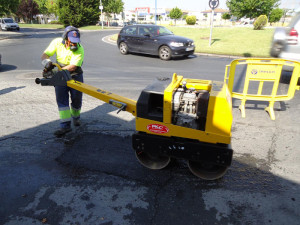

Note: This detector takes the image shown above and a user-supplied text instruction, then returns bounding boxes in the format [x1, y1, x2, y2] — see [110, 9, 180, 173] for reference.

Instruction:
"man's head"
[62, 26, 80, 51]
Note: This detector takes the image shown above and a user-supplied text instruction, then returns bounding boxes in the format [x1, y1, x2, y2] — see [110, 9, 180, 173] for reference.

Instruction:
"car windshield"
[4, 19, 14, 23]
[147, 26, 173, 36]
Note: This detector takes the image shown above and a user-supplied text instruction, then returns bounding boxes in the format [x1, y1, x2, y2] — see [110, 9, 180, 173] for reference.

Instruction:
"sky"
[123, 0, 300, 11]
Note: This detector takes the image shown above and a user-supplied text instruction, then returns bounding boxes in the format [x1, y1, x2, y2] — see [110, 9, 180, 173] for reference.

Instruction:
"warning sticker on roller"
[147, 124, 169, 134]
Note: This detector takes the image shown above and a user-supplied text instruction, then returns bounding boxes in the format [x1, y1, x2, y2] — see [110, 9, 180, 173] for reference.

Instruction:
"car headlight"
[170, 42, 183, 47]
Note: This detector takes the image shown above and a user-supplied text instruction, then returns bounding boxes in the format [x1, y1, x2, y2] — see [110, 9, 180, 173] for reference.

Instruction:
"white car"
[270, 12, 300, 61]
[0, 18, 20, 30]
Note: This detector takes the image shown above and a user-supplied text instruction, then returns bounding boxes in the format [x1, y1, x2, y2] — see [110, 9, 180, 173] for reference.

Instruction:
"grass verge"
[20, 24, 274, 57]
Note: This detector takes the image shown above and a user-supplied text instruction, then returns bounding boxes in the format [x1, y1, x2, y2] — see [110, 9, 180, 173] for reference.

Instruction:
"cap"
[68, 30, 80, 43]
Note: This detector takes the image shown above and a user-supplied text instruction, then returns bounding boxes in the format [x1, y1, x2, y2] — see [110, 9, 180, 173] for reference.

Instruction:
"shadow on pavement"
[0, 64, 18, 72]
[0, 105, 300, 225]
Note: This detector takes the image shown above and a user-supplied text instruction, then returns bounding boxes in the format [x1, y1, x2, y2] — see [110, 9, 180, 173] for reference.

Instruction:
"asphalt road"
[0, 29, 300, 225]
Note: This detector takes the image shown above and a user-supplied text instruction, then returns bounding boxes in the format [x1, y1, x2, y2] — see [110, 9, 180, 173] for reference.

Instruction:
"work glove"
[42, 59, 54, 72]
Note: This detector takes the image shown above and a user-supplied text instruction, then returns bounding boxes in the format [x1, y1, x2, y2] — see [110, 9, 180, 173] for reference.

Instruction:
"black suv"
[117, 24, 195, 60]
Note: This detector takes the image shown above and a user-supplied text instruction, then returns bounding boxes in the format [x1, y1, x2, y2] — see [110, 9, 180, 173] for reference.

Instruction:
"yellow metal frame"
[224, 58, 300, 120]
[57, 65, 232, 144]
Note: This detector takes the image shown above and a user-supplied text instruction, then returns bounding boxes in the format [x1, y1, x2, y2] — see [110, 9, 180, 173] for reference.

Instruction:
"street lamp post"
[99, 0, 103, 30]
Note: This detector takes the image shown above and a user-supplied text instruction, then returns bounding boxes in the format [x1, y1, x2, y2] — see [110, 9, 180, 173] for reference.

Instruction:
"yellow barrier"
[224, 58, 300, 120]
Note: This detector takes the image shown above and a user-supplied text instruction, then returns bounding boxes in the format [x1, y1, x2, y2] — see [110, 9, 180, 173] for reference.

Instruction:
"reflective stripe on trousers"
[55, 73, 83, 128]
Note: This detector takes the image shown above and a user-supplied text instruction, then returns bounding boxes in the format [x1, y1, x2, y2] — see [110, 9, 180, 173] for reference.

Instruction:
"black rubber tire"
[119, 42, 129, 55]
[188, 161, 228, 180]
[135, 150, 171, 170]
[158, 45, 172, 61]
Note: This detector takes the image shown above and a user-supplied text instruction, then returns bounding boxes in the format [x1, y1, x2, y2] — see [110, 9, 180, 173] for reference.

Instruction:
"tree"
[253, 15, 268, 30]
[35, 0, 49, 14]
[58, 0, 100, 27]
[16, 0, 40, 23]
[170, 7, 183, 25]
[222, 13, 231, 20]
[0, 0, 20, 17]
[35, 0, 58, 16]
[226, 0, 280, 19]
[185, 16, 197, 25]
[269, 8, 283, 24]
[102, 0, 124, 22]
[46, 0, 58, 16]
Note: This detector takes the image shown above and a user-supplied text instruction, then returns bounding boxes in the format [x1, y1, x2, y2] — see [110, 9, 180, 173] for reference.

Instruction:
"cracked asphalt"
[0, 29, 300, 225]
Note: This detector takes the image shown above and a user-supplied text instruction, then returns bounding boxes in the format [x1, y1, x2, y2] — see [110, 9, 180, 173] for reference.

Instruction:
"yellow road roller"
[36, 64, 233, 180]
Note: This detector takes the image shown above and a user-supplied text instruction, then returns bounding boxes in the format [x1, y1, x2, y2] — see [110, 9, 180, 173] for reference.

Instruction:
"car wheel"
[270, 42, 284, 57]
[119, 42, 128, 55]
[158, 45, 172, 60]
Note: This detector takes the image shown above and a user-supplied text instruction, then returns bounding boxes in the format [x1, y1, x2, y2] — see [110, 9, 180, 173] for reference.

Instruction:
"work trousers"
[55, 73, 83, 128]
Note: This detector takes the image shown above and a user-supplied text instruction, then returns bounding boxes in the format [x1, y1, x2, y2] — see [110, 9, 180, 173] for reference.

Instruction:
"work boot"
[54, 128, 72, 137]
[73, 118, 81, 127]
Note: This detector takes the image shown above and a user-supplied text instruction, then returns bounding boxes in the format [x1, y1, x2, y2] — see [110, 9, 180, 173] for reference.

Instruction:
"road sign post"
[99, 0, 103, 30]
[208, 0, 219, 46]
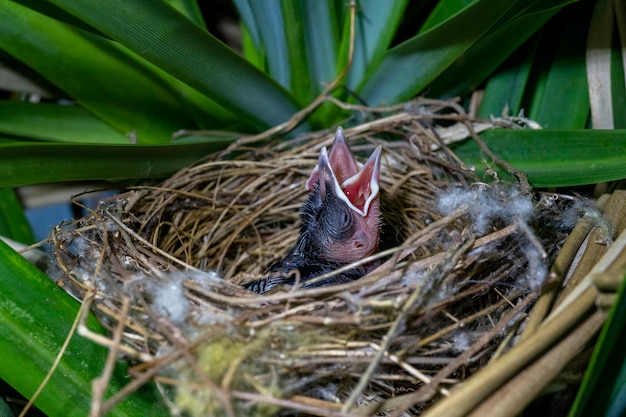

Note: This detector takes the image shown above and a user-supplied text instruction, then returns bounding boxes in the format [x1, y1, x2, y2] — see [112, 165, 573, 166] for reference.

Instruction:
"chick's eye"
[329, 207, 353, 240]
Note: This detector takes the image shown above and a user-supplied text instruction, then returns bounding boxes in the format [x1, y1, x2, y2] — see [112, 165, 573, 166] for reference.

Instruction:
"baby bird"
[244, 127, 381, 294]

PROBLEM TO SOLVE
Starting at the first of the lines above and ending at the line containing "[170, 42, 183, 47]", both included, write those lines out again with the requests kept. Multiply every bounding-box coordinate in the answers by 0.75 and round to whole numbers with halves rounded up, leave the numbers in the requests unchanged, and omit the pictures.

RESPONSE FOR THIS EXERCISE
Note: This detector takes the image shown above and a user-supplied text instruction, then returns bounding boxes in the format [x1, y1, x2, y2] — see [110, 9, 180, 173] for reference.

Instruction:
"man's head"
[47, 20, 60, 38]
Note: This detector takes the image shown above and a user-supplied text instruction, then returns bounding boxes in the format [x1, y1, x2, y2] — see [110, 9, 180, 173] for reference.

Instruction:
"car windshield"
[3, 14, 11, 17]
[110, 20, 130, 27]
Note: This detector takes the image shown above and a user-supplied text instruction, then returns bounding boxes in the format [x1, y1, x2, y2] — see [110, 9, 180, 173] for reference.

Instruction:
"sky"
[92, 0, 225, 8]
Note: This detector takes the image shown above and a user-supplied text instruction, then returns bounding boxes in the format [x1, y1, x2, y2] — see [110, 9, 180, 173] for reference.

Instruction:
"warning sticker on roller"
[110, 93, 127, 101]
Note: This detector takes the image shown above and a user-supplied text instruction, then returns bounding boxes in the format [x1, y1, x2, y2] — see [110, 9, 180, 173] for reference.

Instruction:
"car headlight"
[128, 32, 137, 35]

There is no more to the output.